Required work
Display every line in the data below that contains the string "green".

Material provided
------------

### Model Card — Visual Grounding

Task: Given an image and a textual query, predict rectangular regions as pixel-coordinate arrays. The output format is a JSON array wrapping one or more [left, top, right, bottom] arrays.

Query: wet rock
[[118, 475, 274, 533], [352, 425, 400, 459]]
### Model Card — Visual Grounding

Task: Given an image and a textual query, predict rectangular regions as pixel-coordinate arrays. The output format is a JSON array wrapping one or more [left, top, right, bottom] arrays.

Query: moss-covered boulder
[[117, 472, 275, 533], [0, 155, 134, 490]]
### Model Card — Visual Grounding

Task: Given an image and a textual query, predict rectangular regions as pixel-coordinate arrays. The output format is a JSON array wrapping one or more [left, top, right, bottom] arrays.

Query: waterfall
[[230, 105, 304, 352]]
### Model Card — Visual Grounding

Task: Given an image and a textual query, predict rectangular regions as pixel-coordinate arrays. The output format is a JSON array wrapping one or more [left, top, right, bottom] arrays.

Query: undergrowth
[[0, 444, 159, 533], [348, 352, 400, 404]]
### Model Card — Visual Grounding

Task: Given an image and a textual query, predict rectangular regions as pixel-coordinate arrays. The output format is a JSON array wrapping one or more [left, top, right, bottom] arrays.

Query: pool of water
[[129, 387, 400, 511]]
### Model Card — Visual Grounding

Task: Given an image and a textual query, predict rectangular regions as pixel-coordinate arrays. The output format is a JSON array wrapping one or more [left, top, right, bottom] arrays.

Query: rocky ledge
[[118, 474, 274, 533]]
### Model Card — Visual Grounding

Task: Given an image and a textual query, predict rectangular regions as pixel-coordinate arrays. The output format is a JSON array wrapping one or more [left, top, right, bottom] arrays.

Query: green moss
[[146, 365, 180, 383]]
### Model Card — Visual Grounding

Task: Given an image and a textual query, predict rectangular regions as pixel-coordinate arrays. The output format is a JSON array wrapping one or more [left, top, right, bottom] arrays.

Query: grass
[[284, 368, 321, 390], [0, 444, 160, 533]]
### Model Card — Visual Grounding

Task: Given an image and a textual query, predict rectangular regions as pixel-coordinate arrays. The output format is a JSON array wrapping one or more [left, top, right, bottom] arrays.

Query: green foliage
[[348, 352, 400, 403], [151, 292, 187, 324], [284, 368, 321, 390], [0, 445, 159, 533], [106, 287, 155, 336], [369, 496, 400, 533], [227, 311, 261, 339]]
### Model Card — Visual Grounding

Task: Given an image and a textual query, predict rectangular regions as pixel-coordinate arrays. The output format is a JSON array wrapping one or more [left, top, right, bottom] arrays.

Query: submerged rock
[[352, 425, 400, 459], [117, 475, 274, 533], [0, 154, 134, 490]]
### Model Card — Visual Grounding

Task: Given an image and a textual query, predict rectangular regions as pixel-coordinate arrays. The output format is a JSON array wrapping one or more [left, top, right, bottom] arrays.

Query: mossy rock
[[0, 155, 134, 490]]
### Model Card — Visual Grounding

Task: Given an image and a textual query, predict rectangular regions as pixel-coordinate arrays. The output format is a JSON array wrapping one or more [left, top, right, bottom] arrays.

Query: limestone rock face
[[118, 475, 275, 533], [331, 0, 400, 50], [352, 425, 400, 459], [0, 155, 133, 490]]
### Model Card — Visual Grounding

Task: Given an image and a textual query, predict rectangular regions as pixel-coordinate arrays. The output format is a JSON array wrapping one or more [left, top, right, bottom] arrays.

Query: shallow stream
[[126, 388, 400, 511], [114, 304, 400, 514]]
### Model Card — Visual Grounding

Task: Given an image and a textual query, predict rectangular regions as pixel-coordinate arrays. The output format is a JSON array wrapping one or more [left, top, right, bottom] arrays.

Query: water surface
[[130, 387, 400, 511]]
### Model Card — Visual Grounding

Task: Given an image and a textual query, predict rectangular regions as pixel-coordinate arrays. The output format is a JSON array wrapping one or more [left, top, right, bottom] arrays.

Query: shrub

------------

Output below
Query: green moss
Query: green foliage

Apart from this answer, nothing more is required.